WHAT YOU ARE ASKED TO DO> Write out the listing exactly as it is given.

-- start MATERIAL SHOWN --

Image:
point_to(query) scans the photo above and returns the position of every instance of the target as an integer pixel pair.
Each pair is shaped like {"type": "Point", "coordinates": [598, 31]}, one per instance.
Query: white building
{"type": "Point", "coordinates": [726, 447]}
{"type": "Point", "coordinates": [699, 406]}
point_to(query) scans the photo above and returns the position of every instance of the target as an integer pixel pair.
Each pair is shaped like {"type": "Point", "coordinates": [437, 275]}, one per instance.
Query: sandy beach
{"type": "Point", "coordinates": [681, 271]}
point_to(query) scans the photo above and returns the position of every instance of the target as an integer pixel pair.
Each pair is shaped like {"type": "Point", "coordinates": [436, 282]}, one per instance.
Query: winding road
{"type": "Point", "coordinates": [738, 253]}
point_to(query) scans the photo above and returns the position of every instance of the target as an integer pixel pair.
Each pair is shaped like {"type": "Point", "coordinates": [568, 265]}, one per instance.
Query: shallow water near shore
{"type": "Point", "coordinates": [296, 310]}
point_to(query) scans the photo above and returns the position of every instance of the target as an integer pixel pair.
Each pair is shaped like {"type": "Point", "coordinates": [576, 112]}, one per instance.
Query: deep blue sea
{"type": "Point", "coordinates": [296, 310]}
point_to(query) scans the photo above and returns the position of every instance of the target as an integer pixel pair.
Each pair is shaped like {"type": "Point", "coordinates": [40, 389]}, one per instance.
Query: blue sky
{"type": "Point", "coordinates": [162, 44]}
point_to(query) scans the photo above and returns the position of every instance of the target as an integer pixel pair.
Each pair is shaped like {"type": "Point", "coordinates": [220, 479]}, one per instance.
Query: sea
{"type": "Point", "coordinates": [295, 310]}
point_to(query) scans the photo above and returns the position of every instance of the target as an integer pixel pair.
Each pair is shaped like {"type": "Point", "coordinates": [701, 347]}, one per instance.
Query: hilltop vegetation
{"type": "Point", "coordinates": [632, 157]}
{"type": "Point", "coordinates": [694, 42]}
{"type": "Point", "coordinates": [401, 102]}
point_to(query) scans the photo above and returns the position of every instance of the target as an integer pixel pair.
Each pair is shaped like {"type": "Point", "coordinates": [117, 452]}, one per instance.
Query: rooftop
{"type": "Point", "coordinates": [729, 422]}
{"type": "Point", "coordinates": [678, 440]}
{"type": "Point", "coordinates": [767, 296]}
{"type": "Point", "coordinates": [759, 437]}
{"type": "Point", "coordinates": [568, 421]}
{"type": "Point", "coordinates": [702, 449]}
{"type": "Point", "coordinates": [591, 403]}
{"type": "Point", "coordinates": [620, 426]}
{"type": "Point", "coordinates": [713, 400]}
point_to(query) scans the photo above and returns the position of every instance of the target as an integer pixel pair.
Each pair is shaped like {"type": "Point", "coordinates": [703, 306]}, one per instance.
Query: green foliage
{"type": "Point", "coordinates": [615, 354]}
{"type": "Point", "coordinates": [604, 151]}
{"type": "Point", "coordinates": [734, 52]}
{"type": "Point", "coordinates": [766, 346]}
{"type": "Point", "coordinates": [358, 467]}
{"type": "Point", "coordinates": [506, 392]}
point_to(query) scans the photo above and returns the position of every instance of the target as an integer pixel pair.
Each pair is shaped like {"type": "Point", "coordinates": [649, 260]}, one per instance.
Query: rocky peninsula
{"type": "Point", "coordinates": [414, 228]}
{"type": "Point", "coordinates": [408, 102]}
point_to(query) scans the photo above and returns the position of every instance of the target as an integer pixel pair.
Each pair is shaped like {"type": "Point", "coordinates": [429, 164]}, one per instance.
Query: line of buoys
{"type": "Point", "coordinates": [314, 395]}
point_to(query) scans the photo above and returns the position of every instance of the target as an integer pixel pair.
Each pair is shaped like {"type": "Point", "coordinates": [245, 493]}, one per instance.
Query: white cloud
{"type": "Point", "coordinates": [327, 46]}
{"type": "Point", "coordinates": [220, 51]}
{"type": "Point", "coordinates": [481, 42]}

-- end MATERIAL SHOWN --

OUTPUT FOR THIS EXERCISE>
Image:
point_to(query) scans the photo above and returns the position of every instance of the target as an integer pixel pair.
Each pair is shaped like {"type": "Point", "coordinates": [598, 31]}, one per instance.
Query: white building
{"type": "Point", "coordinates": [726, 447]}
{"type": "Point", "coordinates": [699, 406]}
point_to(query) scans the photo above and returns the position of every instance of the target as an integer pixel pair.
Each pair is shaped like {"type": "Point", "coordinates": [437, 275]}, one per instance.
Query: sandy beach
{"type": "Point", "coordinates": [681, 271]}
point_to(query) scans the photo above and returns the position of every instance of the target as an integer pixel pair.
Each pair is shaped like {"type": "Point", "coordinates": [436, 282]}, one per instance.
Query: winding road
{"type": "Point", "coordinates": [738, 253]}
point_to(query) scans the photo above and returns the position of every instance of the target as an integer pixel pair.
Each pair is shaped like {"type": "Point", "coordinates": [568, 265]}, one per instance.
Query: shallow water near shore
{"type": "Point", "coordinates": [296, 310]}
point_to(query) scans the photo above and returns the position of every instance of the target as an integer pixel pair.
Each pair is shaped like {"type": "Point", "coordinates": [576, 112]}, one per instance.
Query: deep blue sea
{"type": "Point", "coordinates": [296, 310]}
point_to(query) scans the photo above and returns the position of every instance of the target as an integer pixel pair.
Each pair is shaped like {"type": "Point", "coordinates": [40, 389]}, one per instance.
Query: blue sky
{"type": "Point", "coordinates": [162, 44]}
point_to(query) scans the photo above and returns the position of every instance of the target as an integer pixel pair.
Each pair is shaped like {"type": "Point", "coordinates": [220, 479]}, one per instance.
Query: sea
{"type": "Point", "coordinates": [295, 310]}
point_to(query) scans the photo above and returns the position of every instance of the target as an integer pixel pair.
Each pair is shaped like {"type": "Point", "coordinates": [701, 347]}, one per instance.
Query: hilltop vegetation
{"type": "Point", "coordinates": [632, 157]}
{"type": "Point", "coordinates": [694, 42]}
{"type": "Point", "coordinates": [401, 102]}
point_to(query) scans the photo above and returns the position of every instance of the target as an integer pixel pair.
Each pair is shaped like {"type": "Point", "coordinates": [117, 452]}, one per instance.
Query: rooftop
{"type": "Point", "coordinates": [729, 422]}
{"type": "Point", "coordinates": [678, 440]}
{"type": "Point", "coordinates": [767, 296]}
{"type": "Point", "coordinates": [759, 437]}
{"type": "Point", "coordinates": [568, 421]}
{"type": "Point", "coordinates": [702, 449]}
{"type": "Point", "coordinates": [591, 403]}
{"type": "Point", "coordinates": [620, 426]}
{"type": "Point", "coordinates": [713, 400]}
point_to(query) scans the photo above and returns the position of every instance of the target as an integer pixel pair.
Each pair is shaped like {"type": "Point", "coordinates": [703, 306]}, one per instance.
Query: green foliage
{"type": "Point", "coordinates": [615, 354]}
{"type": "Point", "coordinates": [604, 151]}
{"type": "Point", "coordinates": [734, 52]}
{"type": "Point", "coordinates": [766, 346]}
{"type": "Point", "coordinates": [358, 467]}
{"type": "Point", "coordinates": [506, 392]}
point_to(query) scans the photo above and returns the position of every instance of the target as an integer pixel pair.
Each pair is shaped like {"type": "Point", "coordinates": [649, 260]}, one per instance.
Query: rocky peninsula
{"type": "Point", "coordinates": [414, 228]}
{"type": "Point", "coordinates": [408, 102]}
point_to(query) scans the photo above and returns the position of every instance of the target as an integer pixel pair.
Each pair is shaped like {"type": "Point", "coordinates": [429, 164]}, one per instance.
Query: line of buoys
{"type": "Point", "coordinates": [314, 395]}
point_to(query) scans the photo above and returns the position of every instance of the target as an integer pixel pair.
Each pair is shaped like {"type": "Point", "coordinates": [245, 493]}, one per instance.
Query: white cloud
{"type": "Point", "coordinates": [327, 46]}
{"type": "Point", "coordinates": [220, 51]}
{"type": "Point", "coordinates": [481, 42]}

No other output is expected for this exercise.